= GIVEN DATA =
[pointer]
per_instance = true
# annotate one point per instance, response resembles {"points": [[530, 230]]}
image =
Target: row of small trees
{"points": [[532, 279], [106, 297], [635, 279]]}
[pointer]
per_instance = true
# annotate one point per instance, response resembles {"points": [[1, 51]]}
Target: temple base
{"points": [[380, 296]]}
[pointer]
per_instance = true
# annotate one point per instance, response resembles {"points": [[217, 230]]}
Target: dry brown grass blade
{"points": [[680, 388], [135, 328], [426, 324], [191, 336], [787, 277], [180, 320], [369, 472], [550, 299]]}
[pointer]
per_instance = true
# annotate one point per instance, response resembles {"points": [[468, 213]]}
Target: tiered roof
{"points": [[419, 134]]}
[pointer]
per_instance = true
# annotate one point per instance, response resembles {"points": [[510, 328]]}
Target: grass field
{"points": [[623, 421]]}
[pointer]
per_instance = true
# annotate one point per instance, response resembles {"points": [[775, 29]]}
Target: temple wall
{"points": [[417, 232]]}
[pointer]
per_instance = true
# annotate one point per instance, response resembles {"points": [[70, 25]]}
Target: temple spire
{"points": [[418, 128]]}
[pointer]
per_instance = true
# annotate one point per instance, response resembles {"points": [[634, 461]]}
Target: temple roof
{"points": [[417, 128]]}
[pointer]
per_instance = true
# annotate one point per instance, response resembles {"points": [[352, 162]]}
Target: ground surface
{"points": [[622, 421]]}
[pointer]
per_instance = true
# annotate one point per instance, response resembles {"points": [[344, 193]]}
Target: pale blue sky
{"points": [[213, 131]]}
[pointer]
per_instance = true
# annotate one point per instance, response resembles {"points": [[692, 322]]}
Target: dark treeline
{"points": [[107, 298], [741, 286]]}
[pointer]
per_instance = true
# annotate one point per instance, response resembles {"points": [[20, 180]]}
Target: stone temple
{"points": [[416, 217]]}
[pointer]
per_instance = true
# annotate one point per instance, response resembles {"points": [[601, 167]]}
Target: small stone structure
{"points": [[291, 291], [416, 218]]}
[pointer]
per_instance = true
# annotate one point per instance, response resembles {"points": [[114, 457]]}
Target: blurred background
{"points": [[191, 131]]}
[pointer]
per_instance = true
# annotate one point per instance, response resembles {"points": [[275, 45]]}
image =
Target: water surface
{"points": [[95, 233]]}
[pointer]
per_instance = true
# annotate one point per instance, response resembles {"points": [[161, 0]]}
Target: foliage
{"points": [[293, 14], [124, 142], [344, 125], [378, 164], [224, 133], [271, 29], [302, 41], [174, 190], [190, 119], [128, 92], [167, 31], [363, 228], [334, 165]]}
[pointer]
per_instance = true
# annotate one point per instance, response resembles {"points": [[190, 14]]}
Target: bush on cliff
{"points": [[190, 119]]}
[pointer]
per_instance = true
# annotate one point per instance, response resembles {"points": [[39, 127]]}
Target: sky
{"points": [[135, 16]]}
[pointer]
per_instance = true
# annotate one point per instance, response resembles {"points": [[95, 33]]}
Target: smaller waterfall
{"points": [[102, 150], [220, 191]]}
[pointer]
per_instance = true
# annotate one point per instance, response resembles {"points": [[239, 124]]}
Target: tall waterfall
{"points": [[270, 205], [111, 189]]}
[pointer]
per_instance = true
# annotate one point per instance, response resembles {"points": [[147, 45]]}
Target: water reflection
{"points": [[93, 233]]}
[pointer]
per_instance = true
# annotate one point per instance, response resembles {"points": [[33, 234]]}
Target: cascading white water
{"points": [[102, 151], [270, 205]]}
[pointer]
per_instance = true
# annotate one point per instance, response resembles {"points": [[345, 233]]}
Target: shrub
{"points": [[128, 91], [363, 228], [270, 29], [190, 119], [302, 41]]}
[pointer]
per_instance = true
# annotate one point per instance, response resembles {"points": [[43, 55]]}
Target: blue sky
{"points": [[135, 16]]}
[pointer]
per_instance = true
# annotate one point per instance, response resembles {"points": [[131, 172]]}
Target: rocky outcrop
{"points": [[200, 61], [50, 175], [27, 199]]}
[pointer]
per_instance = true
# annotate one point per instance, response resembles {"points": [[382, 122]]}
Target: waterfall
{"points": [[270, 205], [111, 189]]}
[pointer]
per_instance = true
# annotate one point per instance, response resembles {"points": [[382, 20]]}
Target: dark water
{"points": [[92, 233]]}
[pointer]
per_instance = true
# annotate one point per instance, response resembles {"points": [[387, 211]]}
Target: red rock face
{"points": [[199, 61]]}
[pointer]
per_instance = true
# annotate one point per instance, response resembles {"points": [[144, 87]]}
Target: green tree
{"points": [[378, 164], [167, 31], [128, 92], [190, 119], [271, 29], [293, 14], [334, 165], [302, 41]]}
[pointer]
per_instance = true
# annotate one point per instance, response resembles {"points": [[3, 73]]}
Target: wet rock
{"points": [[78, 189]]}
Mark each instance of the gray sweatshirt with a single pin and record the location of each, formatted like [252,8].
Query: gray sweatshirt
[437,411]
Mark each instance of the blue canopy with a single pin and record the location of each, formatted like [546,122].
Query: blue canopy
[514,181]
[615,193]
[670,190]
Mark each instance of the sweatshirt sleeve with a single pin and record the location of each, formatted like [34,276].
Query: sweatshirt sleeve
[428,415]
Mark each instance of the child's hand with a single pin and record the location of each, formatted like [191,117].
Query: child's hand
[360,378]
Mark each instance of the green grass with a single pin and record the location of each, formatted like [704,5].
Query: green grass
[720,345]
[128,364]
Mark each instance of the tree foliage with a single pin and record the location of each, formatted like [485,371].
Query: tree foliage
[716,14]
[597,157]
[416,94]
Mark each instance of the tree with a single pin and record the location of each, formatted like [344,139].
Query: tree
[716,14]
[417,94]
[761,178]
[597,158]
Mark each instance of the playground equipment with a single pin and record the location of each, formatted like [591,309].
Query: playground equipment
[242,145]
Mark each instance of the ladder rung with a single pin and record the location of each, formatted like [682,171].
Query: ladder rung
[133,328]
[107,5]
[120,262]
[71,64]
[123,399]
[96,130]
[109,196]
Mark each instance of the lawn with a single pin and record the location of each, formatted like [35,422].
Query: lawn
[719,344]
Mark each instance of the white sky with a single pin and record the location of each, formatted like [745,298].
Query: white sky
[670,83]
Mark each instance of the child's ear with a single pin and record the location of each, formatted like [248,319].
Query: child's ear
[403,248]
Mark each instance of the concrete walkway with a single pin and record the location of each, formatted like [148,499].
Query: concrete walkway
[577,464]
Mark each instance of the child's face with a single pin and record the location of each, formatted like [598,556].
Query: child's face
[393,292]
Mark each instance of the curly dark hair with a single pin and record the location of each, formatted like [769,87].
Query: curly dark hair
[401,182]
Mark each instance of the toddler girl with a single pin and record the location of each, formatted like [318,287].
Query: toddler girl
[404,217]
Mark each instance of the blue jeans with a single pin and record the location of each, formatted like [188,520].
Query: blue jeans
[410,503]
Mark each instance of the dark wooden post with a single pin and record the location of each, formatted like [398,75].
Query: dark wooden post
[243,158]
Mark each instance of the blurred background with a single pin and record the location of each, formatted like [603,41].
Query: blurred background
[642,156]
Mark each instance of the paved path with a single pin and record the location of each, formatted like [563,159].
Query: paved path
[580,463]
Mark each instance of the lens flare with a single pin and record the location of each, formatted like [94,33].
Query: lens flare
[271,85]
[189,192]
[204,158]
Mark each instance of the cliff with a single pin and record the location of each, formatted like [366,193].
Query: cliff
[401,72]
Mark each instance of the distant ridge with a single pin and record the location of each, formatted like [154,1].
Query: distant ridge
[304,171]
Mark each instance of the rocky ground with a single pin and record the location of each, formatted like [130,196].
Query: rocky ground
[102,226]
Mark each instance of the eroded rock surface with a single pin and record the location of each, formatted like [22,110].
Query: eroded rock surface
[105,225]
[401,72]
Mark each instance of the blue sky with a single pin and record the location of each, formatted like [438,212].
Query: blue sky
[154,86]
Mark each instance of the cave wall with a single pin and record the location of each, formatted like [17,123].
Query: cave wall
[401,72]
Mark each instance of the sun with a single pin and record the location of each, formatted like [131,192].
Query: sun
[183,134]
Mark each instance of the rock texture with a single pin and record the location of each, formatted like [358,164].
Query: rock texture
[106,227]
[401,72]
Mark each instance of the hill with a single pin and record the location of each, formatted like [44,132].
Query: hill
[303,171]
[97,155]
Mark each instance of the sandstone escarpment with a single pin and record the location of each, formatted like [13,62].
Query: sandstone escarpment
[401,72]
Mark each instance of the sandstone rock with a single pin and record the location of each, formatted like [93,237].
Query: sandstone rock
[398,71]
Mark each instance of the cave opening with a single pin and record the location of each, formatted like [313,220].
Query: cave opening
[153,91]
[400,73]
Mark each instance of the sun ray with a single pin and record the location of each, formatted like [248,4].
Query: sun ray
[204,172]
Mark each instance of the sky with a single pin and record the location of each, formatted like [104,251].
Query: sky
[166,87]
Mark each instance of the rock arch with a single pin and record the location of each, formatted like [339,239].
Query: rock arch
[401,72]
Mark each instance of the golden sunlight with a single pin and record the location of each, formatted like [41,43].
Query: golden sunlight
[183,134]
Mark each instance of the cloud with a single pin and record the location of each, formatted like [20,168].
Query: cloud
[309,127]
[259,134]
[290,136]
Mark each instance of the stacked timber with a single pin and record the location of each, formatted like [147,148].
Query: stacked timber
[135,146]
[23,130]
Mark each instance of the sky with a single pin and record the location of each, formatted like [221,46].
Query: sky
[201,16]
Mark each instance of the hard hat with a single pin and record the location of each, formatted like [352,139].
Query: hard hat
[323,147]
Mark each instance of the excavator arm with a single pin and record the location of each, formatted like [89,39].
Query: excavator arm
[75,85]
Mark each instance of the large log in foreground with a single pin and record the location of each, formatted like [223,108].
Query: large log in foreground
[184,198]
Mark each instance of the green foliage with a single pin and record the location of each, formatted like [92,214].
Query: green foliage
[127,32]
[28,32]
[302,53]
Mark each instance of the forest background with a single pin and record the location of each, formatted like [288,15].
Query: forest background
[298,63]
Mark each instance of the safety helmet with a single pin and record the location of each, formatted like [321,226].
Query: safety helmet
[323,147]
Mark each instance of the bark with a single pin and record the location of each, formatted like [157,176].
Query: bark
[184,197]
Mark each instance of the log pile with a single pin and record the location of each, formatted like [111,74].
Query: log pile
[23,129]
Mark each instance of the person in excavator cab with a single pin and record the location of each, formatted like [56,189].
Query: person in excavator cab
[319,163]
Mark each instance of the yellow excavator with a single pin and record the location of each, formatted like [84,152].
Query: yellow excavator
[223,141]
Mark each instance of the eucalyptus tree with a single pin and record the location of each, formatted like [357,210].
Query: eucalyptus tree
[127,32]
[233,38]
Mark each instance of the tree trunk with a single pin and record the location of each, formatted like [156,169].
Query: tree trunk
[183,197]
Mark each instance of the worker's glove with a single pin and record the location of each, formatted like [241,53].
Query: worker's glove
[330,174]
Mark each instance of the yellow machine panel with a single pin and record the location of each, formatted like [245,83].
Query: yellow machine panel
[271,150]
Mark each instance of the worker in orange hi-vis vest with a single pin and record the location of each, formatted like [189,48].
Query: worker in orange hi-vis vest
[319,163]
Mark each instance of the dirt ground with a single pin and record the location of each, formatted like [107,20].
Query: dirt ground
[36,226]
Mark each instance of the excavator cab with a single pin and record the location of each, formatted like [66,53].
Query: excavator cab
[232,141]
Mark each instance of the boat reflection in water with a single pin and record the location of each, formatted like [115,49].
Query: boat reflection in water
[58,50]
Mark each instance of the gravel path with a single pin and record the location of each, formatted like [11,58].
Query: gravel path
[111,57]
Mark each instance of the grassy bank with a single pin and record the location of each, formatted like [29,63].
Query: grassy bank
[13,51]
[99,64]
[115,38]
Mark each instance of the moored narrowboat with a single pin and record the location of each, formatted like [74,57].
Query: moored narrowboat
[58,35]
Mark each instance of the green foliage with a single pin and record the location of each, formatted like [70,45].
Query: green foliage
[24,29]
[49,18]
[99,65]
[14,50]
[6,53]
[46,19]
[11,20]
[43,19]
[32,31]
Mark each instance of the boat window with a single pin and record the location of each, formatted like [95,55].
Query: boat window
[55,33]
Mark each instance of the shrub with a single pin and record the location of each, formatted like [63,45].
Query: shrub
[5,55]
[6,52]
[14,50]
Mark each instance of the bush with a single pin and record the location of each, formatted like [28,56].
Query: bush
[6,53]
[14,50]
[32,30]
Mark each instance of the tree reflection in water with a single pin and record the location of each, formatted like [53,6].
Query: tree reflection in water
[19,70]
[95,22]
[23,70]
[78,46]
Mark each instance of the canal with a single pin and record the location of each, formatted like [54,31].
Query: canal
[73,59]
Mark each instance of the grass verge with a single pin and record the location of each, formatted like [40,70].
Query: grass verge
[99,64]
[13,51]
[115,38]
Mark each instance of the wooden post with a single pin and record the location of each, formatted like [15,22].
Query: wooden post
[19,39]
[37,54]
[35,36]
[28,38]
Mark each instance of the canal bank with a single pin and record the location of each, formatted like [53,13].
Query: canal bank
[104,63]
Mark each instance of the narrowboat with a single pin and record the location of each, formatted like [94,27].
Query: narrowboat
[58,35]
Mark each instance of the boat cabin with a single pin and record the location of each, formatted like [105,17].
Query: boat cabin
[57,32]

= YOUR INSTRUCTIONS =
Retype word for word the lines running from the line containing "Query: grass verge" to the end of the listing, and only those.

= COMPLETED EXERCISE =
Query: grass verge
[99,64]
[13,51]
[115,38]
Mark each instance of the wooden post with a single pin and record the location of each, formatted like [15,22].
Query: wooden post
[19,39]
[37,54]
[35,36]
[28,38]
Mark each instance of the canal bank with a single pin and record the location of each, formatted like [53,13].
Query: canal bank
[104,63]
Mark each instance of the narrowboat with a single pin and record the location of each, formatted like [94,27].
Query: narrowboat
[58,35]
Mark each instance of the boat cabin with a single pin and record the location of each, formatted like [105,17].
Query: boat cabin
[57,32]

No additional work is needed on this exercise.